• **Input records**
......

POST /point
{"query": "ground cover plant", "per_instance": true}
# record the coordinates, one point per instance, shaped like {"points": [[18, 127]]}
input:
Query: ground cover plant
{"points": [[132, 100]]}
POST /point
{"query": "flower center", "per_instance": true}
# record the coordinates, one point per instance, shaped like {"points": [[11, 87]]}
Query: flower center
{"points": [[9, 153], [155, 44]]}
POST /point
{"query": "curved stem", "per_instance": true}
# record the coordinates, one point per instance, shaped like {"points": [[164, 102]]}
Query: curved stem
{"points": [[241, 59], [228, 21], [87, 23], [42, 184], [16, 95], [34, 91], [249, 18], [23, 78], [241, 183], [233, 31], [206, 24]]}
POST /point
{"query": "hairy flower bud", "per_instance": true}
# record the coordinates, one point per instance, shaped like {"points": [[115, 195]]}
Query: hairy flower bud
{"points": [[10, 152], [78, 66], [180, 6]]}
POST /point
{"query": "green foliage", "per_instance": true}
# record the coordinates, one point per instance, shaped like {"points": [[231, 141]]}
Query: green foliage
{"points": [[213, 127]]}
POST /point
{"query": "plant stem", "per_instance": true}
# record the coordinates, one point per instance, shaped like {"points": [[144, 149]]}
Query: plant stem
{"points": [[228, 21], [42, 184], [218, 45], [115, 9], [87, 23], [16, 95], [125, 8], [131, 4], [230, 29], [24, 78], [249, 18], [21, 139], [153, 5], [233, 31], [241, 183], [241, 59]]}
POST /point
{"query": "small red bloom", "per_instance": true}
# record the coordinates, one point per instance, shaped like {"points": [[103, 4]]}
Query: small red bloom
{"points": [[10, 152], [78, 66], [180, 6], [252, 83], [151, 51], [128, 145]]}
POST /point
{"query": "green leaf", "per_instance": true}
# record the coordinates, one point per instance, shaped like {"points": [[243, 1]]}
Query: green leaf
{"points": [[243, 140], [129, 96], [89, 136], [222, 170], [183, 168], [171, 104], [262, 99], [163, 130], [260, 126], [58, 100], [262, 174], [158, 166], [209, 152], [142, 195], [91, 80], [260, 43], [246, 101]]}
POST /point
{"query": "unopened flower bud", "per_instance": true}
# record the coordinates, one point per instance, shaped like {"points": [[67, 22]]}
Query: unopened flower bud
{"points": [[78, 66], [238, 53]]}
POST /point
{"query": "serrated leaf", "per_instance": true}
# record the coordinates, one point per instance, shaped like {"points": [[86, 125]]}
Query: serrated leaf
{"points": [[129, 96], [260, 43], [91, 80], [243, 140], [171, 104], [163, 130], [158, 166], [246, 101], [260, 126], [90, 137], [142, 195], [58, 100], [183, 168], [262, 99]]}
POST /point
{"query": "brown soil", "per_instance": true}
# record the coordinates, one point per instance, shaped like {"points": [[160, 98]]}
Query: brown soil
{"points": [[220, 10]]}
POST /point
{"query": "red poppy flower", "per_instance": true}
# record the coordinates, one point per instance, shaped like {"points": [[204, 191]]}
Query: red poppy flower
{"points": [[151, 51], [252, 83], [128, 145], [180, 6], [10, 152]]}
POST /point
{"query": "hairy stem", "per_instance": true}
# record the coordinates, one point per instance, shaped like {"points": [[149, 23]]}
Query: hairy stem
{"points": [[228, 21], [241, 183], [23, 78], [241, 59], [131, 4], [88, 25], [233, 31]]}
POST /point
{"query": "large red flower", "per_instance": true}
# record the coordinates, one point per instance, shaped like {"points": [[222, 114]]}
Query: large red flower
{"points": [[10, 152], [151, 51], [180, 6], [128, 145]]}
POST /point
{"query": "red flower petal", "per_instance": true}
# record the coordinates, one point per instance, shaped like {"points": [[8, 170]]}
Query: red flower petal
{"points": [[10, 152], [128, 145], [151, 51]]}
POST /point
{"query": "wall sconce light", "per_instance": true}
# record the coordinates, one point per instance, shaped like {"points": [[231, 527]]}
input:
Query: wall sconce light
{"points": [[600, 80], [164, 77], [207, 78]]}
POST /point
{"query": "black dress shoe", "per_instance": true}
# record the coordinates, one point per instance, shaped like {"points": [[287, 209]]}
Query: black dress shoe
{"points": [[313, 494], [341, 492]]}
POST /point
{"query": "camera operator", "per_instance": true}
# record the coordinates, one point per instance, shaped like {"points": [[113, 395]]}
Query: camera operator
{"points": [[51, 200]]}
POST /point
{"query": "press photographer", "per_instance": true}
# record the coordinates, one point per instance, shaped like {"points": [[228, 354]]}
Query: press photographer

......

• **Directions for this task**
Write out all the data again, exactly as it appears.

• **Output for this task**
POST /point
{"query": "ground cover plant", "per_instance": true}
# record the coordinates, one point per instance, shaped like {"points": [[18, 127]]}
input:
Query: ground cover plant
{"points": [[132, 100]]}
POST /point
{"query": "flower center", "per_instance": true}
# record the coordinates, one point per instance, shaped like {"points": [[11, 87]]}
Query: flower center
{"points": [[9, 153], [155, 44]]}
POST /point
{"query": "curved stem", "per_instance": true}
# record the coordinates, one point per instance, shaped like {"points": [[164, 102]]}
Query: curved stem
{"points": [[241, 59], [228, 21], [87, 23], [42, 184], [16, 95], [34, 91], [249, 18], [23, 78], [241, 183], [233, 31], [206, 24]]}
POST /point
{"query": "hairy flower bud", "per_instance": true}
# record the coordinates, one point per instance, shaped like {"points": [[115, 195]]}
Query: hairy flower bud
{"points": [[10, 152], [78, 66], [180, 6]]}
POST /point
{"query": "green foliage", "per_instance": true}
# record the coordinates, one point per instance, shaped like {"points": [[231, 141]]}
Query: green foliage
{"points": [[213, 127]]}
POST /point
{"query": "plant stem", "per_instance": true}
# record the coordinates, one point per instance, shaped like {"points": [[144, 149]]}
Query: plant stem
{"points": [[228, 21], [42, 184], [218, 45], [115, 9], [87, 23], [16, 95], [125, 8], [131, 4], [230, 29], [24, 78], [249, 18], [21, 139], [153, 5], [233, 31], [241, 183], [241, 59]]}
POST /point
{"query": "small red bloom", "per_instance": true}
# record the coordinates, one point per instance, shaped like {"points": [[103, 4]]}
Query: small red bloom
{"points": [[10, 152], [78, 66], [180, 6], [252, 83], [151, 51], [128, 145]]}
POST /point
{"query": "green leaf", "per_instance": true}
# record the coordinates, one point per instance, shaped like {"points": [[243, 1]]}
Query: green leaf
{"points": [[243, 140], [129, 96], [89, 136], [222, 170], [183, 168], [171, 104], [262, 99], [163, 130], [260, 126], [58, 100], [262, 174], [158, 166], [209, 152], [142, 195], [91, 80], [260, 43], [246, 101]]}
POST /point
{"query": "unopened flower bud", "per_instance": true}
# record the coordinates, one point per instance, shaped like {"points": [[67, 22]]}
Query: unopened flower bud
{"points": [[78, 66], [238, 53]]}
POST /point
{"query": "serrated leaf", "per_instance": true}
# record the coordinates, one point per instance, shaped like {"points": [[86, 125]]}
Query: serrated leaf
{"points": [[129, 96], [260, 43], [91, 80], [243, 140], [171, 104], [163, 130], [158, 166], [246, 101], [260, 126], [90, 137], [142, 195], [58, 100], [183, 168], [262, 99]]}
POST /point
{"query": "brown soil", "per_instance": true}
# record the coordinates, one point per instance, shaped like {"points": [[160, 98]]}
Query: brown soil
{"points": [[220, 10]]}
POST /point
{"query": "red poppy flower", "per_instance": true}
# record the coordinates, one point per instance, shaped like {"points": [[204, 191]]}
Query: red poppy flower
{"points": [[151, 51], [252, 83], [128, 145], [180, 6], [10, 152]]}
POST /point
{"query": "hairy stem", "per_instance": true}
# record the coordinates, one point per instance, shaped like {"points": [[149, 23]]}
Query: hairy stem
{"points": [[228, 21], [241, 183], [23, 78], [241, 59], [131, 4], [88, 25], [233, 31]]}
POST /point
{"query": "large red flower", "per_instance": true}
# record the coordinates, one point per instance, shaped like {"points": [[222, 114]]}
Query: large red flower
{"points": [[10, 152], [151, 51], [180, 6], [128, 145]]}
POST /point
{"query": "red flower petal", "per_instance": true}
# record the coordinates, one point per instance, shaped like {"points": [[8, 170]]}
Query: red flower petal
{"points": [[10, 152], [128, 145], [151, 51]]}
POST /point
{"query": "wall sconce light", "per_instance": true}
# record the coordinates, one point per instance, shaped like {"points": [[231, 527]]}
input:
Query: wall sconce light
{"points": [[600, 80], [164, 77], [207, 78]]}
POST /point
{"query": "black dress shoe", "per_instance": true}
# record the coordinates, one point per instance, shaped like {"points": [[287, 209]]}
Query: black dress shoe
{"points": [[313, 494], [341, 492]]}
POST /point
{"query": "camera operator", "per_instance": true}
# record the coordinates, one point per instance, shaped like {"points": [[113, 395]]}
Query: camera operator
{"points": [[51, 200]]}
POST /point
{"query": "press photographer", "per_instance": true}
# record the coordinates, one point per instance, shaped like {"points": [[228, 354]]}
Query: press photographer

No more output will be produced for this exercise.